▶ DATA TO USE
◆ ◆ ◆ ◆ ◆
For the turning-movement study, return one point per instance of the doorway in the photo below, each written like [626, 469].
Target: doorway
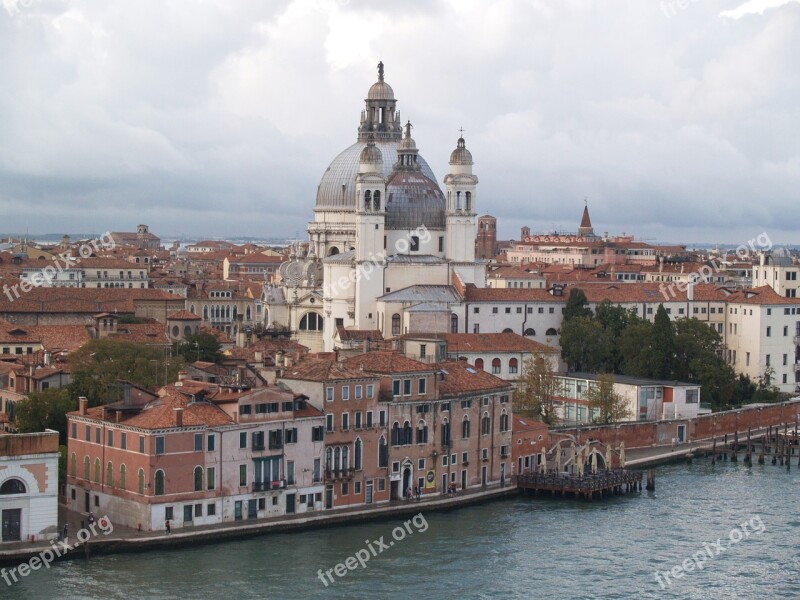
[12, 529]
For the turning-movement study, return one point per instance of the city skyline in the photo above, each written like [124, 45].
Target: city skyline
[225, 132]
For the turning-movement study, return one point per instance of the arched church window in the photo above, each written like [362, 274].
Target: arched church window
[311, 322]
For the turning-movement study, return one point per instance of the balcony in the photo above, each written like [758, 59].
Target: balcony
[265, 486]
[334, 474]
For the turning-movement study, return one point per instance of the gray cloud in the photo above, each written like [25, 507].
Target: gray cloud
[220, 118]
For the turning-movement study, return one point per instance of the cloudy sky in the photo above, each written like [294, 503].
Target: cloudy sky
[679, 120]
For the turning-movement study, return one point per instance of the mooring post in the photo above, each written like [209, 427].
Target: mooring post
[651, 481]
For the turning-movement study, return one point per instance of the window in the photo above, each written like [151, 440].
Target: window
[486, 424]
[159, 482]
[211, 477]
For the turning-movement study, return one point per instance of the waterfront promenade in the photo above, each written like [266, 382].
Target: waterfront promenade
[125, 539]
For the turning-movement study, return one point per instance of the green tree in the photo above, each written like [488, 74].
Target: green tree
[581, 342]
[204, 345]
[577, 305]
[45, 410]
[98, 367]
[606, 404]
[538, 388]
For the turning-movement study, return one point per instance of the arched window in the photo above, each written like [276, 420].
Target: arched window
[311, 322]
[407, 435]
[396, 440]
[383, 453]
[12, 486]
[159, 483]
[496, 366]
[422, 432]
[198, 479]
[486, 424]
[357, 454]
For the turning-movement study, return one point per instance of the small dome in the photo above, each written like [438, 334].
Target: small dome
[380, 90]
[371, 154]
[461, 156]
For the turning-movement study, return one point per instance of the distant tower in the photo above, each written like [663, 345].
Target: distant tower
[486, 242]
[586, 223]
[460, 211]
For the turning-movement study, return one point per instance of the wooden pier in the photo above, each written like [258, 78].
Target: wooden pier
◆ ◆ ◆ ◆ ◆
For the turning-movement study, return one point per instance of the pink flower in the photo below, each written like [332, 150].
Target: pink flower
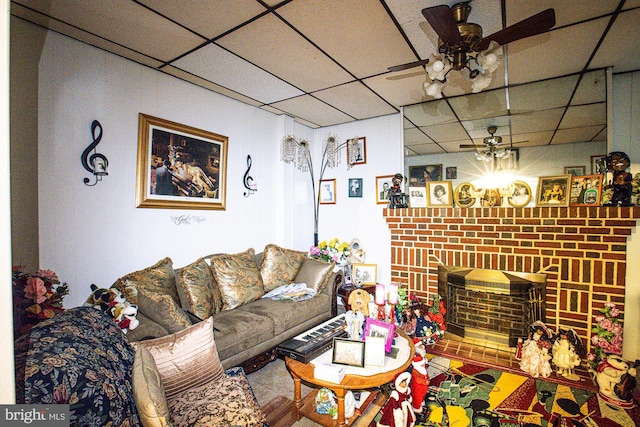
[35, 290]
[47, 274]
◆ ◆ ◆ ◆ ◆
▶ WHAT YOU WILL DO
Can you revise everything from the line containing "like [276, 420]." down to the line containing "Target: wooden pier" by putting "small cupola" wherever "small dome" appears and leaving the rest unchanged? Return only those lines.

▶ RESPONSE FOR THIS EXERCISE
For the turning-movement study, return one point per instance of the arched window in the photo above, each written like [276, 420].
Target: arched window
[311, 322]
[407, 435]
[396, 440]
[383, 453]
[12, 486]
[159, 483]
[496, 366]
[422, 432]
[198, 479]
[486, 424]
[357, 454]
For the turning-movement study, return one point per instance of the small cupola in the photo above, each written like [438, 334].
Target: small cupola
[380, 90]
[371, 154]
[461, 156]
For the turning-movement study, return one point per instance of the distant tower in the photo above, each written like [663, 345].
Target: distant tower
[486, 242]
[586, 223]
[460, 211]
For the turning-movement study, return one point per instance of the wooden pier in the photo above, each written like [258, 78].
Target: wooden pier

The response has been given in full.